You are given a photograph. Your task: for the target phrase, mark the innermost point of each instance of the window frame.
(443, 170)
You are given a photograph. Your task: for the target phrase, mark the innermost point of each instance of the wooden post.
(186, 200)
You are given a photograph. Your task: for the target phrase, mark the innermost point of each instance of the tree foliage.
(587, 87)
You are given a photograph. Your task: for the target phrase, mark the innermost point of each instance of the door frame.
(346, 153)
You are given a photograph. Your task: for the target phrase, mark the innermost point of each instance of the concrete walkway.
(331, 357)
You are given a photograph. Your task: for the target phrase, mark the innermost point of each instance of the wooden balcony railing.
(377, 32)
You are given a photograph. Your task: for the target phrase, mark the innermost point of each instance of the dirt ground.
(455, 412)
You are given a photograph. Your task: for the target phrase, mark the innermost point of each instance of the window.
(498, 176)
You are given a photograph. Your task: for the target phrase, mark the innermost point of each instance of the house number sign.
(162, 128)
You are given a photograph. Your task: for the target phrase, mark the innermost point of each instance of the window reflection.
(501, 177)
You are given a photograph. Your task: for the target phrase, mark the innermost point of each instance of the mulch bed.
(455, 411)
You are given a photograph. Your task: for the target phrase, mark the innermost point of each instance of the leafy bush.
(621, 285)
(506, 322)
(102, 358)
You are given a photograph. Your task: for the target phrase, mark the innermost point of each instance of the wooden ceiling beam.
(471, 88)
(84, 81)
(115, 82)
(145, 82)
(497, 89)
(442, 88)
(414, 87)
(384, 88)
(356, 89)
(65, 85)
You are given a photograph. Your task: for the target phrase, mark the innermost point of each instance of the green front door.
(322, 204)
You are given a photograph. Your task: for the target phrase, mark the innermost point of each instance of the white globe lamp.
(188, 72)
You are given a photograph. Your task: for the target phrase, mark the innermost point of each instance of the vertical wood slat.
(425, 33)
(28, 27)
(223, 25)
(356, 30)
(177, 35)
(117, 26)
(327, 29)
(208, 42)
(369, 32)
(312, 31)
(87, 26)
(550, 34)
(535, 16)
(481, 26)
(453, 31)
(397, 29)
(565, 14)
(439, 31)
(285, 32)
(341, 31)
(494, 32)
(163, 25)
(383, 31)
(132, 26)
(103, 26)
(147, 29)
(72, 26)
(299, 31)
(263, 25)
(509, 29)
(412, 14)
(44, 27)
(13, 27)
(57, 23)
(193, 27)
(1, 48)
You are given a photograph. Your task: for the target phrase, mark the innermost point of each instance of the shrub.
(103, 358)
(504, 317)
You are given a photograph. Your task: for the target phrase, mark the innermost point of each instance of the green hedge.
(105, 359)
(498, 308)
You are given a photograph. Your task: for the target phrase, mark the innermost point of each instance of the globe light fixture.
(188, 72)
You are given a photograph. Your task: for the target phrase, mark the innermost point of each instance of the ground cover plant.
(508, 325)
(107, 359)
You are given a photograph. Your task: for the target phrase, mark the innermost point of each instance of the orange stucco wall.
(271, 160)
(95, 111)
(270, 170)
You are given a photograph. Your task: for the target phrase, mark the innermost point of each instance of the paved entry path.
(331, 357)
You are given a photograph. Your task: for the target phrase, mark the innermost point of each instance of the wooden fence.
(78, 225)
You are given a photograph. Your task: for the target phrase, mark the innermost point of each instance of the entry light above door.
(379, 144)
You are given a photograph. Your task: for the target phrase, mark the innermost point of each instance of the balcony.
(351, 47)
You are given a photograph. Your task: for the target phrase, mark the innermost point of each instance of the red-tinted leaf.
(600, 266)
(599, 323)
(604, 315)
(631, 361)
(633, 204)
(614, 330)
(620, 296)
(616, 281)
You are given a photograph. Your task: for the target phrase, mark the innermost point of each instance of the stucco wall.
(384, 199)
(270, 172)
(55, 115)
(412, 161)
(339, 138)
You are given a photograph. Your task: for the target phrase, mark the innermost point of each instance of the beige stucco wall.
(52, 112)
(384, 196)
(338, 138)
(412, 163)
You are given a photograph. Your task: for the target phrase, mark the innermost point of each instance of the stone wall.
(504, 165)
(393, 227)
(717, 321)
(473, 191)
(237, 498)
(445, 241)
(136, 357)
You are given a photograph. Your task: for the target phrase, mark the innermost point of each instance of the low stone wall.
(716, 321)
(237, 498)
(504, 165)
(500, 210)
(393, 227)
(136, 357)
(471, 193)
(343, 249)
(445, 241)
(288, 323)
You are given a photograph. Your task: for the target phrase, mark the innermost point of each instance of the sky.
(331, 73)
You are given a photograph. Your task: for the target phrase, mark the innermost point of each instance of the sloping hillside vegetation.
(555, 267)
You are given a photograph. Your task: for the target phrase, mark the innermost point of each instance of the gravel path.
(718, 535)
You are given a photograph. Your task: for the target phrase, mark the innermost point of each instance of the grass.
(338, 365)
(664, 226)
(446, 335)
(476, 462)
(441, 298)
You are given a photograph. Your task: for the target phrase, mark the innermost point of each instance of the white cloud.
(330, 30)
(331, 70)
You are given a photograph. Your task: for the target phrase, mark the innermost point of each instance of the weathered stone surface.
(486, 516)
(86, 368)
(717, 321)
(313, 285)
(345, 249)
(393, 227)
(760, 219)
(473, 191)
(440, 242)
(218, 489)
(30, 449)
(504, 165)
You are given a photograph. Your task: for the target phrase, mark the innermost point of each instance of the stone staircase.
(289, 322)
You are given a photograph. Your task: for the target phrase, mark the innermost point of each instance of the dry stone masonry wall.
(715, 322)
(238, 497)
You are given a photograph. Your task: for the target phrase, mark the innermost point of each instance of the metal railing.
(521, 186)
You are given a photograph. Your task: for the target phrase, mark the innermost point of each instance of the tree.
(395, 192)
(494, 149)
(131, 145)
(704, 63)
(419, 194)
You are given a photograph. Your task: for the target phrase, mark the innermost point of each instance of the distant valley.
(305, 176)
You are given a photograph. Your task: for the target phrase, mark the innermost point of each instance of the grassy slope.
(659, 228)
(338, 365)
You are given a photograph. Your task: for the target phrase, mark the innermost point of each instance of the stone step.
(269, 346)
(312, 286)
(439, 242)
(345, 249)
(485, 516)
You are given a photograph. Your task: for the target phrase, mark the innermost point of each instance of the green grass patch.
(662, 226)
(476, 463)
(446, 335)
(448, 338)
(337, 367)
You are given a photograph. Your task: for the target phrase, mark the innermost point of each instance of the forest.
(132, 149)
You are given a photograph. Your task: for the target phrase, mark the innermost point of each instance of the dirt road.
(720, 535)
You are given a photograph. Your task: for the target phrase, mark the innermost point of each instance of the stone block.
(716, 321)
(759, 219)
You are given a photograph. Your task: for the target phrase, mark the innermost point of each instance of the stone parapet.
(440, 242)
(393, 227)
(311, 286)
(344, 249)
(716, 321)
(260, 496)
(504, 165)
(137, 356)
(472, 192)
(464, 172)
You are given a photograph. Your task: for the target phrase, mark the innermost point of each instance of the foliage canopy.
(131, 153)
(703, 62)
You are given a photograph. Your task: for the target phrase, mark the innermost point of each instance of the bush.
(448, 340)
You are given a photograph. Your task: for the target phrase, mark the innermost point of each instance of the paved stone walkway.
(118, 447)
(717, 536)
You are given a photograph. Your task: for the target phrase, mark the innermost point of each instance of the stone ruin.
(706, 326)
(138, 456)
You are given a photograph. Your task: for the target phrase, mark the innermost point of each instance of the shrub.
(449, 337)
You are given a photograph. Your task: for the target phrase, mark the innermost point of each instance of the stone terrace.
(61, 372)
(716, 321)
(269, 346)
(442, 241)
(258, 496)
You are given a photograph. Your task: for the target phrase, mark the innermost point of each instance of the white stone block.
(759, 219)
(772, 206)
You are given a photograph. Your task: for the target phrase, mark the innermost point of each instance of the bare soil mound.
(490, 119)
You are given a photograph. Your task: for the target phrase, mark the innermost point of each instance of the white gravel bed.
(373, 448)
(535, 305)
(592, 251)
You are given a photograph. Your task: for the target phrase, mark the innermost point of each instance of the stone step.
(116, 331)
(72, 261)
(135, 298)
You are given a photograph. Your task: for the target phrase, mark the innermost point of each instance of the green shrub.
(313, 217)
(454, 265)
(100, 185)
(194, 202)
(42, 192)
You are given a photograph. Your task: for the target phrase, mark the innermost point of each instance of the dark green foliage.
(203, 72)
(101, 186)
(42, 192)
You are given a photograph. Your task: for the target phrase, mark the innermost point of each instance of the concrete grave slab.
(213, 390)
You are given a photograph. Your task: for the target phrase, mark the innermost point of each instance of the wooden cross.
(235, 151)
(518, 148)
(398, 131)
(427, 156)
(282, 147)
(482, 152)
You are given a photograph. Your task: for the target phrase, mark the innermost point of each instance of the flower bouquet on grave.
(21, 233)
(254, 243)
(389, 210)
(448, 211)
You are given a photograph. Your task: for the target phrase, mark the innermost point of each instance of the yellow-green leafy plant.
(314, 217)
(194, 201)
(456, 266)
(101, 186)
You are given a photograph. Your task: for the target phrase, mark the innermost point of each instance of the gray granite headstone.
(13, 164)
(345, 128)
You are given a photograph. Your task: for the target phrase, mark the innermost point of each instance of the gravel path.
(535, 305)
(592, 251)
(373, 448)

§ **YOUR TASK**
Find "gray granite headstone." in the records above. Repeat its line and every later line exactly, through the last one.

§ **EXERCISE RESPONSE**
You are given a photograph. Your task: for the target phrase, mark the innermost point of each instance of the gray granite headstone.
(13, 164)
(345, 128)
You are given a photograph. Your task: for the target phrase, mark the innermost point of each instance of the gravel path.
(535, 305)
(592, 251)
(373, 448)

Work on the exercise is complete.